PAGE EXCERPT —

####################

TBL_Road_Sider

UNIONDALE, N.Y. -- The Tampa Bay Lightning have won four straight road games scoring eight goals.

They've allowed three.
"It's not how many you put in the net, it's how many you keep out," Lightning coach Jon Cooper said after a
2-1 win
against the New York Islanders in Game 3 of the Stanley Cup Semifinals at Nassau Coliseum on Thursday. "That's something we had to learn along the way. If you can hold a team to one goal, you're giving yourself a chance to win the game. We did."
The Lightning are 6-1 on the road in the Stanley Cup Playoffs and took the lead in the best-of-7 series. Game 4 is here Saturday (8 p.m. ET; USA, CBC, SN, TVAS).
"It just goes to show the maturity of the group that we have," Tampa Bay captain Steven Stamkos said. "Especially it feels like every round we've gone, in] Florida the fans were great, pumped up in Carolina, here an unbelievable atmosphere. We just kind of rise to the occasion."
***[RELATED: [Complete Islanders vs. Lightning series coverage
]*
The Lightning won Games 1 and 2 on the road against the Florida Panthers in the first round in different ways; a wild 5-4 come-from-behind win was followed by a lock-it-down 3-1 win. They lost Game 5 at Florida 4-1.
The defending Stanley Cup champions haven't trailed in any road game since and led going into the third period in all four.

####################

BRIEF A — In the article on the Lightning's road wins, rewrite the paragraph beginning "The Lightning won Games 1 and 2" as a short bulleted list that keeps its main facts.
BRIEF B — Pull out each line of the records below that contains the string "slate". Case counts, so match only that exact capitalization.

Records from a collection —
####################

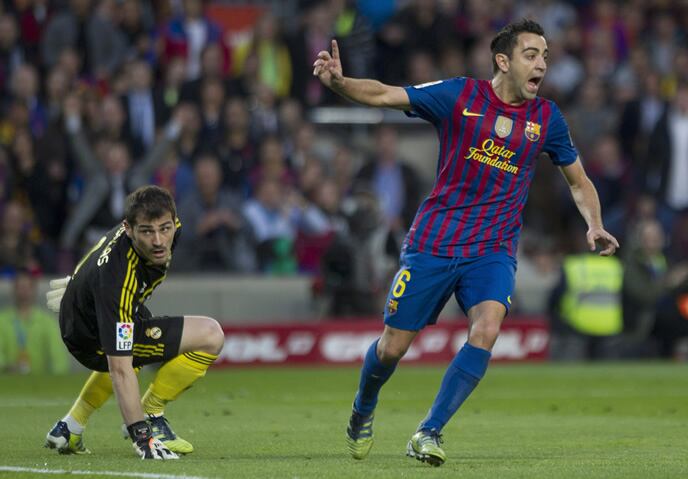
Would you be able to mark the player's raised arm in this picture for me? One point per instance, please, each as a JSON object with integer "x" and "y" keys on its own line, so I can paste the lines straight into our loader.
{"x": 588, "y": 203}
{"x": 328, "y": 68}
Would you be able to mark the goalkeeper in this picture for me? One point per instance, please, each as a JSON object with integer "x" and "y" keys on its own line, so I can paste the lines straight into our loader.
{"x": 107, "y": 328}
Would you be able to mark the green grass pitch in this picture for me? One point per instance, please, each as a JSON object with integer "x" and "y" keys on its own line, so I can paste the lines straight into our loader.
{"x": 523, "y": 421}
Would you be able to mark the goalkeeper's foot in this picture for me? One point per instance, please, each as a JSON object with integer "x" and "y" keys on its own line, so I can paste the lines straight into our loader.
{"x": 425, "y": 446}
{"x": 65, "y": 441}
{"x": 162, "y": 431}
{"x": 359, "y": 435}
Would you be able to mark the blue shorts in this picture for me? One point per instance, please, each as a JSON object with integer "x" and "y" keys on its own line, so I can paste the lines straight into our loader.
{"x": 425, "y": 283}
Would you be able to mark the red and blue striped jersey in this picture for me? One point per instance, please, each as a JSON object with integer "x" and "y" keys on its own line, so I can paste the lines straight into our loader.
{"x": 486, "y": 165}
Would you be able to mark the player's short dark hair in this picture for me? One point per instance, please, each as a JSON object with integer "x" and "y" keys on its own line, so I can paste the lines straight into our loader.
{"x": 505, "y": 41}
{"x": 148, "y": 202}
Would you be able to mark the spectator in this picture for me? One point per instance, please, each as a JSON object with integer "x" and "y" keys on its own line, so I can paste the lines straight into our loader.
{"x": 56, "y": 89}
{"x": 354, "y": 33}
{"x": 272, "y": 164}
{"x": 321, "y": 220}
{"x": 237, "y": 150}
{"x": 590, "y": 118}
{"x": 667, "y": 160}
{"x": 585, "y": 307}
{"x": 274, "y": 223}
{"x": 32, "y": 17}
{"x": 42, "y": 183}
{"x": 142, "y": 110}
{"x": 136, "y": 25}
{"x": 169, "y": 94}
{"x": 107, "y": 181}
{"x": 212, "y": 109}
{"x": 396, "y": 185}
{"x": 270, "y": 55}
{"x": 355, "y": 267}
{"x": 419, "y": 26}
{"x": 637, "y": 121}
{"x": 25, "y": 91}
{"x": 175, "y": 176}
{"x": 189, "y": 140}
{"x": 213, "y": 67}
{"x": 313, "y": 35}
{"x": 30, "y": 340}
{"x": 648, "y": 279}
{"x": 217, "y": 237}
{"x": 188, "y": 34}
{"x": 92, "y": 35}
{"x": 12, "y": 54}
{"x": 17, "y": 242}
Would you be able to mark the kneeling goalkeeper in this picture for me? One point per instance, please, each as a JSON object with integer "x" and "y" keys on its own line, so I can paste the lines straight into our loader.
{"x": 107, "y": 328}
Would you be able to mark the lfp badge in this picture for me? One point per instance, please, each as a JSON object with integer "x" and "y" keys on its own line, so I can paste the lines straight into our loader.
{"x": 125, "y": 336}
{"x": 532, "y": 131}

####################

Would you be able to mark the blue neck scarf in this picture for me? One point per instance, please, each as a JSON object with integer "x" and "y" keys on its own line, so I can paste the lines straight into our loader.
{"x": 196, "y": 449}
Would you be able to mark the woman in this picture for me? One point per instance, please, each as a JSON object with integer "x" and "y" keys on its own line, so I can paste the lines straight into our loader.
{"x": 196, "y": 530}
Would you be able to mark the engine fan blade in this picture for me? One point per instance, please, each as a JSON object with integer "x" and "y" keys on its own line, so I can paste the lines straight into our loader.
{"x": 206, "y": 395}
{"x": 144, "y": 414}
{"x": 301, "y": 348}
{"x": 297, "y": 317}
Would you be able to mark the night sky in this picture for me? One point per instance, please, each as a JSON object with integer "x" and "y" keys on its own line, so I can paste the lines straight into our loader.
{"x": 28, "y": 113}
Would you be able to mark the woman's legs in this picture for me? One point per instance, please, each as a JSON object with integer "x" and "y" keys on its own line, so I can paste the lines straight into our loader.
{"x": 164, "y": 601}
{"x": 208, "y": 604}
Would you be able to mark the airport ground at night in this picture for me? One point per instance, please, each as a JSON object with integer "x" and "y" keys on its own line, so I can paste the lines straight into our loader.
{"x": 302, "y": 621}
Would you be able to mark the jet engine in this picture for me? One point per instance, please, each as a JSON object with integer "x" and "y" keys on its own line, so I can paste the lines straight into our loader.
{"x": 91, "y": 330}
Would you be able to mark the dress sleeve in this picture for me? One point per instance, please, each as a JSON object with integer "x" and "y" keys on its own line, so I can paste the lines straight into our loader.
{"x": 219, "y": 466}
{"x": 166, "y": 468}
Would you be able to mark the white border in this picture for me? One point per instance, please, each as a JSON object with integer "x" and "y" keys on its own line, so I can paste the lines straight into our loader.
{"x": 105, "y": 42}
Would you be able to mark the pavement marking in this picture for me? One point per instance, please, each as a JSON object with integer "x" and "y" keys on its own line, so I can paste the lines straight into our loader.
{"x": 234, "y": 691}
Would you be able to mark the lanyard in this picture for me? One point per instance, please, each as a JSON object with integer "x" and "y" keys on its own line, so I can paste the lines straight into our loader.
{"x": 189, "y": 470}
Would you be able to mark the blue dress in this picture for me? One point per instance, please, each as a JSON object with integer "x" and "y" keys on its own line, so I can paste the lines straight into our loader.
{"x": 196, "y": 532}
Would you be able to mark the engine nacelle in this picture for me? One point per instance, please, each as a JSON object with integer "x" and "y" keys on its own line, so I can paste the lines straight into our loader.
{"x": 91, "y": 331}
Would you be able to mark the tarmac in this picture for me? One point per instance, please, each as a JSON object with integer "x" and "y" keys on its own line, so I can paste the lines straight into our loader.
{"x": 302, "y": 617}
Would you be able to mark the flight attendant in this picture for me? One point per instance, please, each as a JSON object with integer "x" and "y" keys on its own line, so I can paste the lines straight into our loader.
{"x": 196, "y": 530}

####################

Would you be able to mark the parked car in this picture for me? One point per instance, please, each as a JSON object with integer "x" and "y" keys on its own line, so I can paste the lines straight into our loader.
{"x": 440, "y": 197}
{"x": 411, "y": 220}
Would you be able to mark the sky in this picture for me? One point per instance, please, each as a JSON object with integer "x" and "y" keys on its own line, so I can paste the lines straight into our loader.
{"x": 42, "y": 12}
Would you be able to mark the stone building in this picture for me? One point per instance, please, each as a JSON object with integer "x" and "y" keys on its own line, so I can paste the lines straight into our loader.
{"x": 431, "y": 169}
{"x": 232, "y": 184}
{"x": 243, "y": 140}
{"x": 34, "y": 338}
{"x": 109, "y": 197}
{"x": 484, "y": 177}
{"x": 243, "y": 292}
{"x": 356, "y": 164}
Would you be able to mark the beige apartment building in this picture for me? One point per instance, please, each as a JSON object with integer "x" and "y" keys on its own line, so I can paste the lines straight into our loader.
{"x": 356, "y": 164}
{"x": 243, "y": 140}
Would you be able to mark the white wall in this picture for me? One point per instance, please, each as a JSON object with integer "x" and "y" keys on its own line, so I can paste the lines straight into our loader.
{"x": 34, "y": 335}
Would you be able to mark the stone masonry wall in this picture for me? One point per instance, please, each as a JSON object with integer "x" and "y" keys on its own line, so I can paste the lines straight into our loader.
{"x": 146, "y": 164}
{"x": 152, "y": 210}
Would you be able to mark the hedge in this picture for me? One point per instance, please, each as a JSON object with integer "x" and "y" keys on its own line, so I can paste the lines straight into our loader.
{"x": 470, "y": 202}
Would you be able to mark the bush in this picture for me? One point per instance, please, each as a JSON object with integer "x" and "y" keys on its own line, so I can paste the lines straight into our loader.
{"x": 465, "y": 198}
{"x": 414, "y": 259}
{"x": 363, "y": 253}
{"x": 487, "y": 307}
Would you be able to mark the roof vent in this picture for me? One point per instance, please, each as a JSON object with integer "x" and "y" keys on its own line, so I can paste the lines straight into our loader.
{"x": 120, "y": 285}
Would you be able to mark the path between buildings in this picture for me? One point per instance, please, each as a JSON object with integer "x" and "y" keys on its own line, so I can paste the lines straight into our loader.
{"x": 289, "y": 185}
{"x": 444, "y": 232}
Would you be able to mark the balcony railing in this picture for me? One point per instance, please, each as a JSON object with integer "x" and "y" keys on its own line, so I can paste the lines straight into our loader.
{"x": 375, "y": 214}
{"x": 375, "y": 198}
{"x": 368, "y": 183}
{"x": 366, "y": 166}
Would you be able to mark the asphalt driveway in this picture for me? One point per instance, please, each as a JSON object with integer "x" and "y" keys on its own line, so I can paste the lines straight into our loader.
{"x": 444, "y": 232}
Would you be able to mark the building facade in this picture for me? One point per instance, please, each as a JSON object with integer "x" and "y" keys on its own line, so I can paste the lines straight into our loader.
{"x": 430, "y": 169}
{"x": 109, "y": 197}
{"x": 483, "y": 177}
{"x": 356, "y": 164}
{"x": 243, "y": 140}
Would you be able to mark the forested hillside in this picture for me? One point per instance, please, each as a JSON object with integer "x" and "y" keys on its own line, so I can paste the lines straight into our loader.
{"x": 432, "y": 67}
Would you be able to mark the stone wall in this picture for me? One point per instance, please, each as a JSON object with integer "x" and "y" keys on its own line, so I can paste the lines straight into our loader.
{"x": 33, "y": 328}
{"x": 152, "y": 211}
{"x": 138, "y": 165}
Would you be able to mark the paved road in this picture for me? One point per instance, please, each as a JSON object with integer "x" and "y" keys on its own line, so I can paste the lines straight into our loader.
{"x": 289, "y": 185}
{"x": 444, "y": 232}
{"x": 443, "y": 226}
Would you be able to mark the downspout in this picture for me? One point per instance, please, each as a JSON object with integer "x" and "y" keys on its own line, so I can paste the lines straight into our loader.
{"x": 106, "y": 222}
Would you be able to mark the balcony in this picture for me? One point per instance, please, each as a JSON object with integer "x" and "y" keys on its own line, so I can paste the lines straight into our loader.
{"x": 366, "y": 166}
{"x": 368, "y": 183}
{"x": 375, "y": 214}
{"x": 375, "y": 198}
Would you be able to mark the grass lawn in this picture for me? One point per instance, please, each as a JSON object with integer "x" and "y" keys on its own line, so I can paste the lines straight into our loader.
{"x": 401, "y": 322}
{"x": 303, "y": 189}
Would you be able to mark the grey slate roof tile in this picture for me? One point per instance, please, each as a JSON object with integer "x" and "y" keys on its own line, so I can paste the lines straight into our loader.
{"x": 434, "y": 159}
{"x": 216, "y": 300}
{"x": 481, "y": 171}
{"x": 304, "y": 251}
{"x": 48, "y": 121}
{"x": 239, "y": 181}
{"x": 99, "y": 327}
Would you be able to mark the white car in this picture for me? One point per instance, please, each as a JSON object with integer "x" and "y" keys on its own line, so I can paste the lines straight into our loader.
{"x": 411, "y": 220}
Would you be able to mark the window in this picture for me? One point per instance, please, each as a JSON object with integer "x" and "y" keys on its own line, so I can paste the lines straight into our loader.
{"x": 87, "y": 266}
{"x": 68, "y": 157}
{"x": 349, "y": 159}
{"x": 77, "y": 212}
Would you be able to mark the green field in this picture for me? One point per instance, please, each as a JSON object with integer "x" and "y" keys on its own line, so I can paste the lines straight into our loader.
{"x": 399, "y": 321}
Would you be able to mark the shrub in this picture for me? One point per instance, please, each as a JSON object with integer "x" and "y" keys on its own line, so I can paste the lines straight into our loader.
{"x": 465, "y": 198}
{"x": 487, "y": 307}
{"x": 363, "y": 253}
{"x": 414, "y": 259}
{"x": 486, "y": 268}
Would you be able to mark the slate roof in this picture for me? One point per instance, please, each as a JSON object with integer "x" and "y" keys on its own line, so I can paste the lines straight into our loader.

####################

FULL RESPONSE A —
- First round, on the road against the Florida Panthers: the Lightning won Games 1 and 2.
- Game 1: a wild 5-4 win after coming from behind.
- Game 2: a lock-it-down 3-1 win.
- Game 5 at Florida: a 4-1 loss.

FULL RESPONSE B —
Would you be able to mark the grey slate roof tile in this picture for me? One point per instance, please, each as a JSON object with integer "x" and "y" keys on its own line, so I can paste the lines straight into our loader.
Would you be able to mark the slate roof in this picture for me? One point per instance, please, each as a JSON object with integer "x" and "y" keys on its own line, so I can paste the lines straight into our loader.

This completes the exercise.